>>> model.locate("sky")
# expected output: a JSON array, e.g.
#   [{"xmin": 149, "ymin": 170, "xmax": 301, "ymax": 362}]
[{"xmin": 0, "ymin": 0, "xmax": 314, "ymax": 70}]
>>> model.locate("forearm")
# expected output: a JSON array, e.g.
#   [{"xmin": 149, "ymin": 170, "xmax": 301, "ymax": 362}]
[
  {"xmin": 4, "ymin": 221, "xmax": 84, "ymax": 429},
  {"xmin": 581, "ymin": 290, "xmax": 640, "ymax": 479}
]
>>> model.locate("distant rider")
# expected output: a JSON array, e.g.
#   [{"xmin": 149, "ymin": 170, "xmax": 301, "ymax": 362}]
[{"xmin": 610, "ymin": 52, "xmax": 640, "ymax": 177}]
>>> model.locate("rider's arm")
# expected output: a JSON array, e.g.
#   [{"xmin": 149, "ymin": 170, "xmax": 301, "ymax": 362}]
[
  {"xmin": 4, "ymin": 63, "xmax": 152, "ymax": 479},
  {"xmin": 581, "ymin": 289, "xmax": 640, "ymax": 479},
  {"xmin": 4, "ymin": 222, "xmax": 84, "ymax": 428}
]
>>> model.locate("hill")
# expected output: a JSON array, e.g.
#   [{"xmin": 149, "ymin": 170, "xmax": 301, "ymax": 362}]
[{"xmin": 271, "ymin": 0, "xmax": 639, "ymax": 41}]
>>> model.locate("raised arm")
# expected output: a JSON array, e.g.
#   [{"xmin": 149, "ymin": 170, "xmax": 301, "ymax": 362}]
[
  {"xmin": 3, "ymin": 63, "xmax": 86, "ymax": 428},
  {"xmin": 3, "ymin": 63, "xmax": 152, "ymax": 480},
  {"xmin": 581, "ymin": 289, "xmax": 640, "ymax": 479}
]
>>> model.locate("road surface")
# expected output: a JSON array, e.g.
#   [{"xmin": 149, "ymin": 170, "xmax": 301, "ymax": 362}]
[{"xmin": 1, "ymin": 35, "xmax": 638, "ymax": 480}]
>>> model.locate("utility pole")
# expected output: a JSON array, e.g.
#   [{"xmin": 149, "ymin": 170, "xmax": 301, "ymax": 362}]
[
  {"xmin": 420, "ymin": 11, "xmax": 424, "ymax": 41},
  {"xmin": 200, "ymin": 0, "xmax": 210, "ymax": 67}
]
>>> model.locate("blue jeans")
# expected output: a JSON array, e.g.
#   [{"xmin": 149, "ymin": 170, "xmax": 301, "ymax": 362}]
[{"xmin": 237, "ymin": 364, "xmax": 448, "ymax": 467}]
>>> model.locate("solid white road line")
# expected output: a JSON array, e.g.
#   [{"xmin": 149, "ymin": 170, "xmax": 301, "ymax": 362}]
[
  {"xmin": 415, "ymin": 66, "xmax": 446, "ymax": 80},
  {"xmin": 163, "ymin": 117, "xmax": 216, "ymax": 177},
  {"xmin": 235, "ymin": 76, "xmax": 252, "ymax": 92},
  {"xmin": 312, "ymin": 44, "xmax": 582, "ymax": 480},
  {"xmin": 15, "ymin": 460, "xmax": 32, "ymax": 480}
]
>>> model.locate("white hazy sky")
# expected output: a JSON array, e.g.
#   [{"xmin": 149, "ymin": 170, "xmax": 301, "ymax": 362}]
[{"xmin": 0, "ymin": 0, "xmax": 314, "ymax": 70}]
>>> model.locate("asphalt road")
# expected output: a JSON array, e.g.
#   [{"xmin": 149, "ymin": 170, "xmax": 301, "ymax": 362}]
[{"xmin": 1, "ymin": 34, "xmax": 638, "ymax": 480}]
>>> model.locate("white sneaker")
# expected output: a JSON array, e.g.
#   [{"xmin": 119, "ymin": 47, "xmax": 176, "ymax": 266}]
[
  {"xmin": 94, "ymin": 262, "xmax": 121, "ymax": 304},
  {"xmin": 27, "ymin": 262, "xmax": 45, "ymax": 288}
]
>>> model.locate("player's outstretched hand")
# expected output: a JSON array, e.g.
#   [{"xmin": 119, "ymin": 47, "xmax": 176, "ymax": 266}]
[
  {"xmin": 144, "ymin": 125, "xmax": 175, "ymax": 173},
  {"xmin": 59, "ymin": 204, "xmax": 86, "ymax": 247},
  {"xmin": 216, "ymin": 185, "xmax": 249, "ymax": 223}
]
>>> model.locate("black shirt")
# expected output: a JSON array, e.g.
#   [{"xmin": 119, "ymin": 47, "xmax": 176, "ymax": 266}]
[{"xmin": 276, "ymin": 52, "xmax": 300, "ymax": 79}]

**Problem to work on:** Give every line of the material again, exactly.

**Exercise output:**
>>> model.locate("sky")
# expected output: a JSON array, e.g.
#   [{"xmin": 149, "ymin": 170, "xmax": 301, "ymax": 362}]
[{"xmin": 0, "ymin": 0, "xmax": 314, "ymax": 70}]
>>> model.locate("forearm")
# expected output: a JSON array, e.g.
#   [{"xmin": 149, "ymin": 170, "xmax": 301, "ymax": 362}]
[
  {"xmin": 4, "ymin": 221, "xmax": 84, "ymax": 429},
  {"xmin": 581, "ymin": 290, "xmax": 640, "ymax": 479}
]
>>> model.locate("distant rider")
# expected output: a JSON array, e.g.
#   [{"xmin": 149, "ymin": 170, "xmax": 301, "ymax": 362}]
[{"xmin": 610, "ymin": 52, "xmax": 640, "ymax": 177}]
>>> model.locate("rider's arm")
# expected output: a JSON array, e.g.
#   [{"xmin": 149, "ymin": 170, "xmax": 301, "ymax": 362}]
[
  {"xmin": 4, "ymin": 63, "xmax": 152, "ymax": 479},
  {"xmin": 581, "ymin": 289, "xmax": 640, "ymax": 479},
  {"xmin": 4, "ymin": 222, "xmax": 84, "ymax": 428}
]
>>> model.locate("hill")
# expected output: a JSON array, e.g.
#   [{"xmin": 149, "ymin": 170, "xmax": 301, "ymax": 362}]
[{"xmin": 271, "ymin": 0, "xmax": 639, "ymax": 41}]
>>> model.locate("raised arm")
# expected output: a JSON array, e.g.
#   [{"xmin": 149, "ymin": 170, "xmax": 301, "ymax": 362}]
[
  {"xmin": 3, "ymin": 63, "xmax": 86, "ymax": 428},
  {"xmin": 3, "ymin": 63, "xmax": 152, "ymax": 480},
  {"xmin": 581, "ymin": 289, "xmax": 640, "ymax": 479}
]
>>> model.locate("road surface")
# expected output: a JSON array, e.g.
#   [{"xmin": 149, "ymin": 170, "xmax": 301, "ymax": 362}]
[{"xmin": 1, "ymin": 35, "xmax": 638, "ymax": 480}]
>>> model.locate("utility pole")
# expected output: a JSON array, e.g.
#   [{"xmin": 149, "ymin": 170, "xmax": 301, "ymax": 362}]
[
  {"xmin": 420, "ymin": 11, "xmax": 424, "ymax": 41},
  {"xmin": 200, "ymin": 0, "xmax": 210, "ymax": 67}
]
>>> model.locate("blue jeans")
# expected output: a JSON array, e.g.
#   [{"xmin": 149, "ymin": 170, "xmax": 301, "ymax": 362}]
[{"xmin": 237, "ymin": 364, "xmax": 448, "ymax": 467}]
>>> model.locate("solid white road line")
# expected output: a JSON array, e.g.
#   [{"xmin": 149, "ymin": 170, "xmax": 301, "ymax": 362}]
[
  {"xmin": 415, "ymin": 66, "xmax": 446, "ymax": 80},
  {"xmin": 163, "ymin": 117, "xmax": 216, "ymax": 177},
  {"xmin": 235, "ymin": 76, "xmax": 252, "ymax": 92},
  {"xmin": 312, "ymin": 44, "xmax": 582, "ymax": 480},
  {"xmin": 15, "ymin": 460, "xmax": 32, "ymax": 480}
]
>>> model.locate("white hazy sky")
# expected output: a JSON array, e.g.
#   [{"xmin": 149, "ymin": 170, "xmax": 301, "ymax": 362}]
[{"xmin": 0, "ymin": 0, "xmax": 314, "ymax": 70}]
>>> model.locate("asphalt road")
# expected output: a JSON array, e.g.
#   [{"xmin": 149, "ymin": 170, "xmax": 301, "ymax": 362}]
[{"xmin": 1, "ymin": 34, "xmax": 638, "ymax": 480}]
>>> model.locate("white sneaker")
# expected output: a JSON array, e.g.
#   [{"xmin": 119, "ymin": 47, "xmax": 176, "ymax": 266}]
[
  {"xmin": 94, "ymin": 262, "xmax": 121, "ymax": 304},
  {"xmin": 27, "ymin": 262, "xmax": 45, "ymax": 288}
]
>>> model.locate("player's outstretched hand")
# expected output: a JSON array, e.g.
#   [{"xmin": 119, "ymin": 47, "xmax": 176, "ymax": 266}]
[
  {"xmin": 144, "ymin": 125, "xmax": 175, "ymax": 173},
  {"xmin": 59, "ymin": 204, "xmax": 86, "ymax": 247},
  {"xmin": 216, "ymin": 185, "xmax": 249, "ymax": 223}
]
>>> model.locate("black shirt")
# expected output: a JSON array, e.g.
#   [{"xmin": 119, "ymin": 47, "xmax": 176, "ymax": 266}]
[{"xmin": 276, "ymin": 52, "xmax": 300, "ymax": 79}]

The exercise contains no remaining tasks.